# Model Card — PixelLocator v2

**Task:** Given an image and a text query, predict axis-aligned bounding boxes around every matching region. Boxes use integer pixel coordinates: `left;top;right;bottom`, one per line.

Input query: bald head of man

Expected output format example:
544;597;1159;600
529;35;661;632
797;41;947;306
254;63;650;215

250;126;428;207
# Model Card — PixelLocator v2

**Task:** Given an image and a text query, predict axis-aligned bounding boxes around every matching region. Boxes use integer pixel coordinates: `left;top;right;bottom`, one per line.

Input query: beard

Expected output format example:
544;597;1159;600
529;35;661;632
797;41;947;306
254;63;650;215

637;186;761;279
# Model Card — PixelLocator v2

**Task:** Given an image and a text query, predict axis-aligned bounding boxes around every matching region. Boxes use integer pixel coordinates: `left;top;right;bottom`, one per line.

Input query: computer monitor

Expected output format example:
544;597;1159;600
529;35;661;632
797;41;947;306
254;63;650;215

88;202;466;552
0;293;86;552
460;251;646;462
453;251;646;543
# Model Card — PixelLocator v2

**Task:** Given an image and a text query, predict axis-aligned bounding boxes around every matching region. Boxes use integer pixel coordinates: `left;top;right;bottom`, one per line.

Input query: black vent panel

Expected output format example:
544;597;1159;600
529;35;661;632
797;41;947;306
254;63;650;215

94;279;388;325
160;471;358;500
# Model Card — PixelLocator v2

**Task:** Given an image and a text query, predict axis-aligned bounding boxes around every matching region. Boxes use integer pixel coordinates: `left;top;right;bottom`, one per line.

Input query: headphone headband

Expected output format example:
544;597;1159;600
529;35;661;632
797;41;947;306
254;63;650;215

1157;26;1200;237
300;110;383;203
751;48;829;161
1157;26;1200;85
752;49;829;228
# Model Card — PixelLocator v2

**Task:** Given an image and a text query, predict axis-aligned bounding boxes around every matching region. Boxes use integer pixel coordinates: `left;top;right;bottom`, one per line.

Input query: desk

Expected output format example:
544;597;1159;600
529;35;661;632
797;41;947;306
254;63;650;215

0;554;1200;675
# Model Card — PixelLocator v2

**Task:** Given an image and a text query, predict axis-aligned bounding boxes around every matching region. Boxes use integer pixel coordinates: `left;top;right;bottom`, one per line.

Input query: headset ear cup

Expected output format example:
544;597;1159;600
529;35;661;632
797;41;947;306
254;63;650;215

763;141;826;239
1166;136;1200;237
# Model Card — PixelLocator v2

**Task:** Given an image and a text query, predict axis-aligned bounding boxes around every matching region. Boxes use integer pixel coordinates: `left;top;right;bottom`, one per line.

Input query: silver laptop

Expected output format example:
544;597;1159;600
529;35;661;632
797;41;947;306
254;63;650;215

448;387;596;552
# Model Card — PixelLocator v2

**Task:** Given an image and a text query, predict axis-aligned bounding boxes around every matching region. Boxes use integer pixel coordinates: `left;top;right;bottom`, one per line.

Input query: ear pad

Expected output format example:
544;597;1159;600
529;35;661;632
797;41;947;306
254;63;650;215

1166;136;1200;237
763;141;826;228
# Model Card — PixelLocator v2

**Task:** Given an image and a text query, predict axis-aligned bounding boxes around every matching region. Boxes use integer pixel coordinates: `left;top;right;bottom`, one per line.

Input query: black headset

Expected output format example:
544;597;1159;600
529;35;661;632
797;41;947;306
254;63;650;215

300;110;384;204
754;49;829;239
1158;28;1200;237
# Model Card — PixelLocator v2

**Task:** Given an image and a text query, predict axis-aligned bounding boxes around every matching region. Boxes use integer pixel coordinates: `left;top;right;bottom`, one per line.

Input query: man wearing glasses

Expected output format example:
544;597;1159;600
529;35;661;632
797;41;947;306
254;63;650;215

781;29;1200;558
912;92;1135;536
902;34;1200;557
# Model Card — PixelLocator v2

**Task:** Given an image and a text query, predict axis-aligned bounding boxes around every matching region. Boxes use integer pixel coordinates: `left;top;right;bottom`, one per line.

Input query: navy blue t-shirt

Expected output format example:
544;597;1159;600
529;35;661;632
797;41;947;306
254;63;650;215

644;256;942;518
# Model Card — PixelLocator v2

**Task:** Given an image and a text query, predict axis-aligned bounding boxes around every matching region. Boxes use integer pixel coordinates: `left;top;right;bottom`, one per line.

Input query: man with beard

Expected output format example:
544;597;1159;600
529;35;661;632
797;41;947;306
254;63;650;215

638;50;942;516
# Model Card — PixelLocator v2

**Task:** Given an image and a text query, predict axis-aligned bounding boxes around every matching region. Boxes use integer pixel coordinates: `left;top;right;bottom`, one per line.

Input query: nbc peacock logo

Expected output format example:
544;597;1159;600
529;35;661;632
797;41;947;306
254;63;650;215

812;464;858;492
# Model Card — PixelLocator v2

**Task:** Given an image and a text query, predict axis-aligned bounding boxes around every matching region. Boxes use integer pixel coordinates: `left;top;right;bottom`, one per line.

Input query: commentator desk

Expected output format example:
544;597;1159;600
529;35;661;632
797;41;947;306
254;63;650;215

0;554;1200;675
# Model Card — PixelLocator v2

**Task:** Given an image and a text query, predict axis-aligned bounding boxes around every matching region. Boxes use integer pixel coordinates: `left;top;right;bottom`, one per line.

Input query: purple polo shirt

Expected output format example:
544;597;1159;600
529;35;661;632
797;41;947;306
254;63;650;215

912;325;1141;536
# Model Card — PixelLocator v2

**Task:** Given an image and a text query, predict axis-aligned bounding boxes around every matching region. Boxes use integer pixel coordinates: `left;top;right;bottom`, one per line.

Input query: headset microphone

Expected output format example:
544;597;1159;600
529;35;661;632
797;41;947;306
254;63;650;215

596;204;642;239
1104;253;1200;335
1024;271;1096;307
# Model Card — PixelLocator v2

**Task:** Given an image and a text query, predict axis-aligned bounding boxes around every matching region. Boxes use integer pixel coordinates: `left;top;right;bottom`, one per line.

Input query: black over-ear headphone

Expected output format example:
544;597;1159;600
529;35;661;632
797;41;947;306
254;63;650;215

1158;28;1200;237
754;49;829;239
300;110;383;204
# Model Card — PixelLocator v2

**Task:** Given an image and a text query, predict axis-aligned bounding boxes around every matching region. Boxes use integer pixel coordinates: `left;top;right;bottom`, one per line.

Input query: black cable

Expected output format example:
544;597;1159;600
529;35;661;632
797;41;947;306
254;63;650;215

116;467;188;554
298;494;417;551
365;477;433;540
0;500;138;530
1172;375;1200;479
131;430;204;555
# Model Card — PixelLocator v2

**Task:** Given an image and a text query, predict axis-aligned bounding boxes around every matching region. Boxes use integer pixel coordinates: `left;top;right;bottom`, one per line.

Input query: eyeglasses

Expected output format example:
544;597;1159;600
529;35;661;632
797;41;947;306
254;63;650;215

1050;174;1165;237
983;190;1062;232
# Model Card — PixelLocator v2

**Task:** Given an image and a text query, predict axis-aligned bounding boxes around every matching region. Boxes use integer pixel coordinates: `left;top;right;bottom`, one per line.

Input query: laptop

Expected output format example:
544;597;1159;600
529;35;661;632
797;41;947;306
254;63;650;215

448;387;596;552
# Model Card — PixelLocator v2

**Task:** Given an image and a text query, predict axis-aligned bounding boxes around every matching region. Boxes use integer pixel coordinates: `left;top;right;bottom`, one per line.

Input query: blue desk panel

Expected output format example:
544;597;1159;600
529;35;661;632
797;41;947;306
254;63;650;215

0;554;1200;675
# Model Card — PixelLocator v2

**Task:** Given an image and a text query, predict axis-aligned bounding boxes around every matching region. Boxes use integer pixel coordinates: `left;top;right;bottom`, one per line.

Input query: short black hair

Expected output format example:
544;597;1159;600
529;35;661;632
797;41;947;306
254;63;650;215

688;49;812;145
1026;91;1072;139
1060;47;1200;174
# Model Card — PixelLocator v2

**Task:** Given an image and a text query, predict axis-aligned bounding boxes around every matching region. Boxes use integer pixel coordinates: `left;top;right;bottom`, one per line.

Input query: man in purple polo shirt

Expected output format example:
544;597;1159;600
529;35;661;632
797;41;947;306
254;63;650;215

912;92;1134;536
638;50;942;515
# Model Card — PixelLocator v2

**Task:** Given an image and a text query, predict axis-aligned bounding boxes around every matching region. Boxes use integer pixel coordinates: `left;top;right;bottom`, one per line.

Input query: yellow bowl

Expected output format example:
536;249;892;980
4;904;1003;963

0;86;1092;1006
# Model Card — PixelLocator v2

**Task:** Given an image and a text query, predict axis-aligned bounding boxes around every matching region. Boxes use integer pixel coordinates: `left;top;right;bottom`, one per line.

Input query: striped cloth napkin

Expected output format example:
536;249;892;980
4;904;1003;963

**Short exercise**
From the rows above, pull out every line that contains the word "panel", copying each line in full. Treat uppercase and lowercase as different, so a line counts only if the word appears there with the same capitalization.

**Output for this task**
Input query: black vent panel
Input query: blue desk panel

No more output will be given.